Dieser Frage ist Eva Knop seit vielen Jahren auf der Spur. Die Ökologin zählt zu den weltweit renommiertesten Forschenden in Sachen Lichtverschmutzung. 2017 hatte Eva Knop erstmals nachgewiesen, dass künstliches Licht zu einem deutlichen Rückgang der Bestäubung bei Nacht führt.
Auswirkungen auch am Tag
Ihre neusten Forschungsergebnisse lassen wieder aufhorchen: 20 Prozent der Pflanzen, die nachts Kunstlicht ausgesetzt sind, erhalten auch am Tag weniger Blütenbesuche durch Insekten. Die Auswirkungen von nächtlichem Kunstlicht sind damit deutlich gravierender als bislang angenommen.
Zehn Millionen tote Insekten jede Nacht
Nachtaktive Insekten orientieren sich an den Himmelskörpern – an Mond und Sternen. Durch die zunehmende Lichtverschmutzung ist dieses Orientierungsverhalten gestört. Jede Nacht schwirren tausende von ihnen in endlosen Kreisen um künstliche Lichtquellen, bis sie vor lauter Erschöpfung verenden.
Schätzungen zufolge sterben in der Schweiz etwa zehn Millionen Insekten durch Aussenbeleuchtung – in einer einzigen Sommernacht. Fortpflanzung, Nahrungssuche und die nächtliche Bestäubung werden so behindert.
Für Eva Knop kommt das zu einer beunruhigenden Entwicklung hinzu: «Wir haben allgemein eine grosse Bestäuberkrise mit einem Bestäubungsdefizit an vielen Orten. Es gibt Orte auf der Welt, wo man schon von Hand bestäubt.» Die Lichtverschmutzung verschärft dieses Problem zusätzlich – mit kaum absehbaren Folgen für die Biodiversität aber auch den landwirtschaftlichen Ertrag.
Dem Phänomen auf der Spur
Aktuelle Experimente der Universität Zürich und der Bundesforschungsanstalt Agroscope sollen nun weitere Erkenntnisse zu den dahinterstehenden Mechanismen liefern. Dafür haben Eva Knop und ihr Team insgesamt fast 400 Topfpflanzen gesetzt. Jede Nacht wird ein Teil von ihnen mit LED-Strassenlaternen beleuchtet. Der Rest bleibt im Dunkeln.

* * * * *

Beantworten Sie anhand des Textes über Lichtverschmutzung diese Fragen:
1. In welchem Jahr wies Eva Knop erstmals nach, dass künstliches Licht die Bestäubung bei Nacht deutlich verringert?
2. Wie viele Insekten sterben in der Schweiz Schätzungen zufolge in einer einzigen Sommernacht durch Außenbeleuchtung?
3. Womit wird ein Teil der Topfpflanzen in den aktuellen Experimenten jede Nacht beleuchtet?
Für die Bearbeitung ist nur der Text über Lichtverschmutzung heranzuziehen.

**Ausgangsdaten**
* * * * *

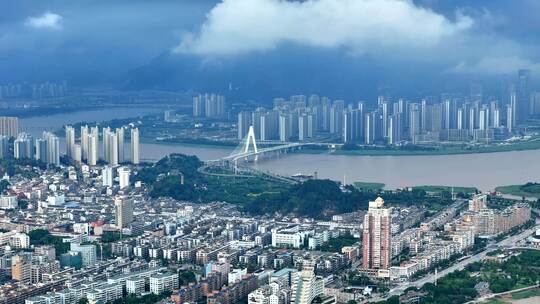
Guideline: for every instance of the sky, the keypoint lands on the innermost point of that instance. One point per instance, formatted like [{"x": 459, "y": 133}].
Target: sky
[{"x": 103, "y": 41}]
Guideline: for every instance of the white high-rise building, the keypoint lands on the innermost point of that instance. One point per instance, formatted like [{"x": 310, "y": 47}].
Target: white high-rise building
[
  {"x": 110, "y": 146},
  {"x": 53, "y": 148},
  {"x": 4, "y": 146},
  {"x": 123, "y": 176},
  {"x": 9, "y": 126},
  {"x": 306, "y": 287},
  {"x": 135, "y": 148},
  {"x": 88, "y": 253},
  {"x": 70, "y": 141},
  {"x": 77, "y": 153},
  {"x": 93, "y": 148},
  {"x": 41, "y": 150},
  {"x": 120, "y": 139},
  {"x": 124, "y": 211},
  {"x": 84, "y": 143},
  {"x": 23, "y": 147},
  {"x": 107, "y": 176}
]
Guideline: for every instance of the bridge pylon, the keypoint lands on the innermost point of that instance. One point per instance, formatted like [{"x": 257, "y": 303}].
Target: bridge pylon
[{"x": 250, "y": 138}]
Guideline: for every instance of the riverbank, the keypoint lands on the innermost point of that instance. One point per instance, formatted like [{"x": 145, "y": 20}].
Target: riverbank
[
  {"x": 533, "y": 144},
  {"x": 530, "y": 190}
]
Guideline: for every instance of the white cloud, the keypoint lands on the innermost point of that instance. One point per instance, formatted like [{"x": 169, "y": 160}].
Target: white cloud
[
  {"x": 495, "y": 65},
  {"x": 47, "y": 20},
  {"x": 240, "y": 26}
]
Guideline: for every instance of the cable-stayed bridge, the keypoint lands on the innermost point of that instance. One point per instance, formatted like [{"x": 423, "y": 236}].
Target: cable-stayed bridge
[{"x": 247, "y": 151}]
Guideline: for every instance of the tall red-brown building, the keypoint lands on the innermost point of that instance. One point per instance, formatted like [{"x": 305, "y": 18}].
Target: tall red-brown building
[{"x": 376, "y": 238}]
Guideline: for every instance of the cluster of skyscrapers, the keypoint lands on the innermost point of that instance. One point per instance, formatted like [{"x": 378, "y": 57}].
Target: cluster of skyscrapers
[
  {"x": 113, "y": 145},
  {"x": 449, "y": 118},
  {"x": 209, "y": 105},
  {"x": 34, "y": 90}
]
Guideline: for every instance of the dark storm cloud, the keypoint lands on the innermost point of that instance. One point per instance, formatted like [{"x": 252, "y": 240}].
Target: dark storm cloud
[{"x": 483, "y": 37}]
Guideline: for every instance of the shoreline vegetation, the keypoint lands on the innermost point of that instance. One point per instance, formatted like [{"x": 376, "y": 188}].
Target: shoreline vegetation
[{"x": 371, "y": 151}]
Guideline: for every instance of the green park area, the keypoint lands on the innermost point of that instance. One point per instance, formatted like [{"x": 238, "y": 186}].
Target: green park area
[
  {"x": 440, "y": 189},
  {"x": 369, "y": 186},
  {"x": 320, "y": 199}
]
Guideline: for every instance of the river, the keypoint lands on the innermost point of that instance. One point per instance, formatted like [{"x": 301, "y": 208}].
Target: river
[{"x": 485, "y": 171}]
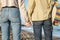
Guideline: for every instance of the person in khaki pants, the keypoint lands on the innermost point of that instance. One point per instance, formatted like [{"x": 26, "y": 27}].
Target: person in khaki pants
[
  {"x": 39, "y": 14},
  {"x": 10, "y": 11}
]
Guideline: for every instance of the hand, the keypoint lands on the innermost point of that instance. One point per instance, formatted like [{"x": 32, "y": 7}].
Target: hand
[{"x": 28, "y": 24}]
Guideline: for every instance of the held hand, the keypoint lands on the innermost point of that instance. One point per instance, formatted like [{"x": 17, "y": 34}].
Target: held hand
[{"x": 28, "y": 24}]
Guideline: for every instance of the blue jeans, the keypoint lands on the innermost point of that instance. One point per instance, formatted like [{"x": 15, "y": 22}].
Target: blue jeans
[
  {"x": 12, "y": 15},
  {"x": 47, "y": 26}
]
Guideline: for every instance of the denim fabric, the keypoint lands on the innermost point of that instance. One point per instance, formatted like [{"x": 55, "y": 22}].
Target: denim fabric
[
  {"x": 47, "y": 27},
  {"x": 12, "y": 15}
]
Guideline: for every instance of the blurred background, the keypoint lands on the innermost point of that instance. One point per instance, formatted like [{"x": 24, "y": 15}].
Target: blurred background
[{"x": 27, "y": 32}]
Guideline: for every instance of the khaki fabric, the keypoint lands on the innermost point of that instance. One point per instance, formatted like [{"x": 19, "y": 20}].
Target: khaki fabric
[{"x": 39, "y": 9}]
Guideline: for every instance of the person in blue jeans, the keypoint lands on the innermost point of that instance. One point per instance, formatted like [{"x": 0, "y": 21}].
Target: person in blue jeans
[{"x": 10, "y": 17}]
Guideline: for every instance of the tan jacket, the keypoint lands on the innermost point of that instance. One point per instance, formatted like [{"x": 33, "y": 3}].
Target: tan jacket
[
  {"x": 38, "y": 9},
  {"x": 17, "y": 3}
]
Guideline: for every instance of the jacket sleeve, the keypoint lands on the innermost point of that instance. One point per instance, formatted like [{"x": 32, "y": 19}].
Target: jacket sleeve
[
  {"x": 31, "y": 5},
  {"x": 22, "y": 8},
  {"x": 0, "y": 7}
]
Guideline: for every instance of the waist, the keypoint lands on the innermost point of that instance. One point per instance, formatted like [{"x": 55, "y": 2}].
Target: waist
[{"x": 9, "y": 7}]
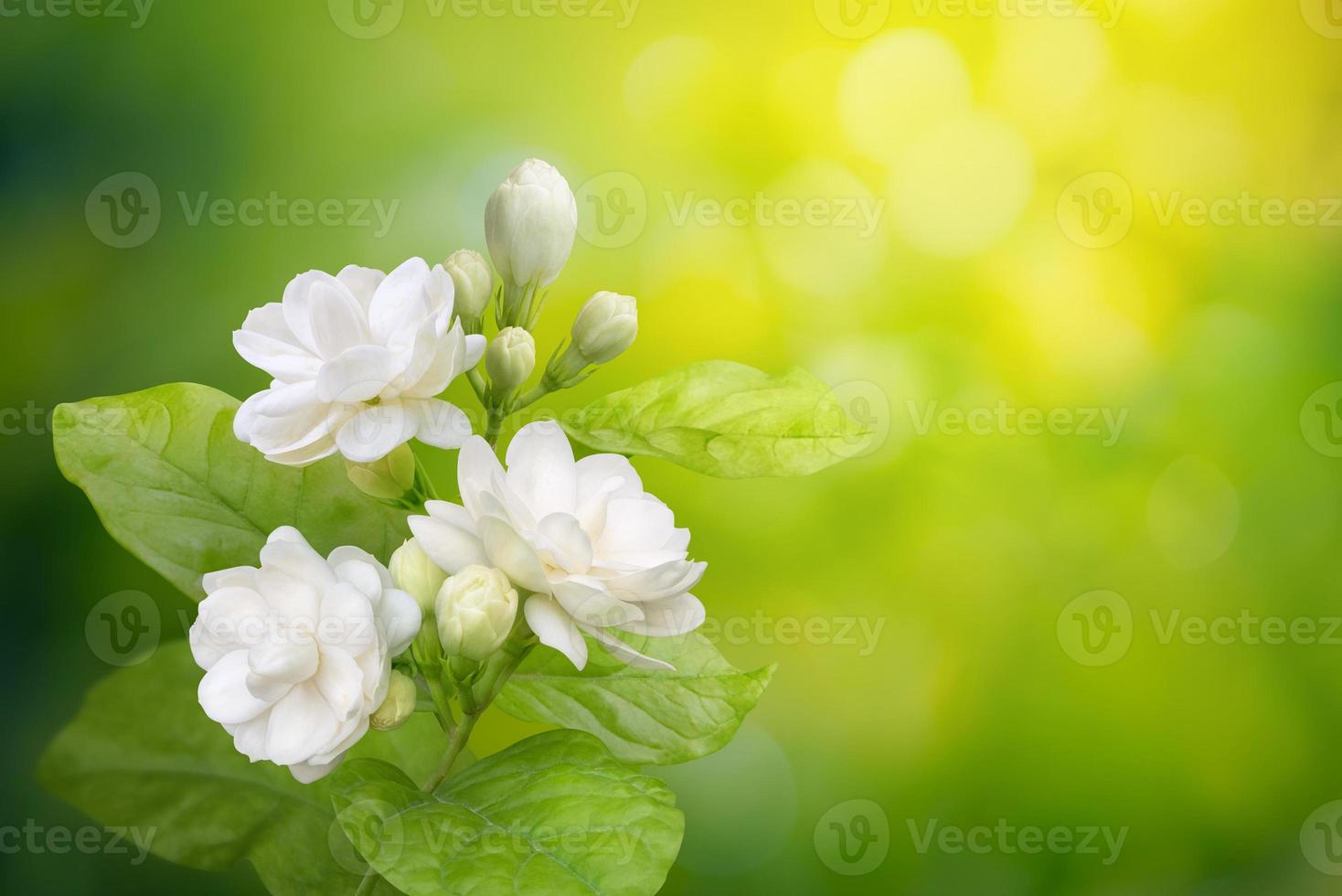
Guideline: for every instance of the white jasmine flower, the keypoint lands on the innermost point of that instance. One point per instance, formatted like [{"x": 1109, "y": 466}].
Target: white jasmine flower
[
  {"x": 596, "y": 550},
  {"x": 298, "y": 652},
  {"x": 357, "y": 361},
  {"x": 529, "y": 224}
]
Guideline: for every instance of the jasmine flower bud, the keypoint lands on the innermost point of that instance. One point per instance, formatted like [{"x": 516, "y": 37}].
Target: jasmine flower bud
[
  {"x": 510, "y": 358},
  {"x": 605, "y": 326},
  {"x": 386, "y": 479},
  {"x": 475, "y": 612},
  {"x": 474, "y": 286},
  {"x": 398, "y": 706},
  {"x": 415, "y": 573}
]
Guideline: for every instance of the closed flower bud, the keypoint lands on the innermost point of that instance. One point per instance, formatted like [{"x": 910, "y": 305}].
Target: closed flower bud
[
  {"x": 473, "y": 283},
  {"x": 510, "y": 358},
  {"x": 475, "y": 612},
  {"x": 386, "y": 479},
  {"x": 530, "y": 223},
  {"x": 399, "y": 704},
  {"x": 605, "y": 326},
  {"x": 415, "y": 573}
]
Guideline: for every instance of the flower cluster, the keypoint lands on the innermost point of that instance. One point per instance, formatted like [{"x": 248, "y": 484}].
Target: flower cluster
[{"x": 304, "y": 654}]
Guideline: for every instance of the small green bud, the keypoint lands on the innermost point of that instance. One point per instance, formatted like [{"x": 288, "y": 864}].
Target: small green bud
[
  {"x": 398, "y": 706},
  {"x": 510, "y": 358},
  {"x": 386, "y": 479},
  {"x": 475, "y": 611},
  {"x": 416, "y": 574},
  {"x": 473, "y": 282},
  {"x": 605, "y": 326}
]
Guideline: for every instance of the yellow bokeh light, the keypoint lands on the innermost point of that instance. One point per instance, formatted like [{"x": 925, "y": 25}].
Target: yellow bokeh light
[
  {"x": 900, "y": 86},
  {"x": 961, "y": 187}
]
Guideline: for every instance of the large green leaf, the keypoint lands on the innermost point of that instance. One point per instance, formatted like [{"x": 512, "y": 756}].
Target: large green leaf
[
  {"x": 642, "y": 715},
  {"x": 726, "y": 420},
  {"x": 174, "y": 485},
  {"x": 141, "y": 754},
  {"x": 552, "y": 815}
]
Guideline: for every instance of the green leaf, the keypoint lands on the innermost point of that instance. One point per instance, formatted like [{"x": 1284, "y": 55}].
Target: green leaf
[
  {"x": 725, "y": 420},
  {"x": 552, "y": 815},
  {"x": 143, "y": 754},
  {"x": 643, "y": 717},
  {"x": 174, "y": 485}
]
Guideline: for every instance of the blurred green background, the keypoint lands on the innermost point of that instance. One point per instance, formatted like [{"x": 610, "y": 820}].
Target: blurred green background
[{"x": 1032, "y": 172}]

* * * * *

**Lösung**
1. Im Jahr 2017.
2. Etwa zehn Millionen Insekten.
3. Mit LED-Straßenlaternen.